The records:
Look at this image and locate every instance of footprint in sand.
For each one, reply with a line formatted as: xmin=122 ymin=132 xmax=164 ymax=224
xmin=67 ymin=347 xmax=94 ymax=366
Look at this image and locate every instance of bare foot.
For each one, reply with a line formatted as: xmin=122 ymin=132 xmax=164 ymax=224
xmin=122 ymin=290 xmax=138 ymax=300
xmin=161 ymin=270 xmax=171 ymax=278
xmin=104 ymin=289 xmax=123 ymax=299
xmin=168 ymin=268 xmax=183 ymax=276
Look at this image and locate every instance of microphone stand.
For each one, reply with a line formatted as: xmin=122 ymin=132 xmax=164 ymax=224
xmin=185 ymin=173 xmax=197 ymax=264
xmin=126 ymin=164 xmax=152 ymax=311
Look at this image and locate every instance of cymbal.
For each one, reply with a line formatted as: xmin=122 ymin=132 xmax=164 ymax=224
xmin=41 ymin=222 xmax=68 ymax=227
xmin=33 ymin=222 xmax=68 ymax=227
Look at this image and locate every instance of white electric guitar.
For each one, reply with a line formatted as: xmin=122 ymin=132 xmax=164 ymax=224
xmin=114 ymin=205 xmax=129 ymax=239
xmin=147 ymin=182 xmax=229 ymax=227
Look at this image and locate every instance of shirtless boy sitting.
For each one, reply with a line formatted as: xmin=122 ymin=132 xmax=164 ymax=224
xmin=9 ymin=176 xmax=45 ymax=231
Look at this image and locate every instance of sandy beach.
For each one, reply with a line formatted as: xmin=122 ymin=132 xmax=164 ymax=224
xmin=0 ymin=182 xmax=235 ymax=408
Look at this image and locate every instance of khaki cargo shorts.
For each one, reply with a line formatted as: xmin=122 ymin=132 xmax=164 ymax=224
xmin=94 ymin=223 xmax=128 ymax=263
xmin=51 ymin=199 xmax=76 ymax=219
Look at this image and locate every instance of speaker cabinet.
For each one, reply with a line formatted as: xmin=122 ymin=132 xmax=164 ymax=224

Requirement:
Check each line of the entries above for the string "every", and return those that contain it.

Result below:
Look at this image and locate every instance of footprint in sand.
Look at this image and locate every instance of bare foot.
Look at this image and locate every instance of microphone stand.
Look at this image and locate every instance of cymbal.
Look at this image and locate every instance of white electric guitar.
Look at this image and locate every instance of shirtless boy sitting.
Look at this image and locate every instance of sandy beach.
Look at this image and locate every instance of khaki cargo shorts.
Look at this image and locate every instance of speaker cabinet.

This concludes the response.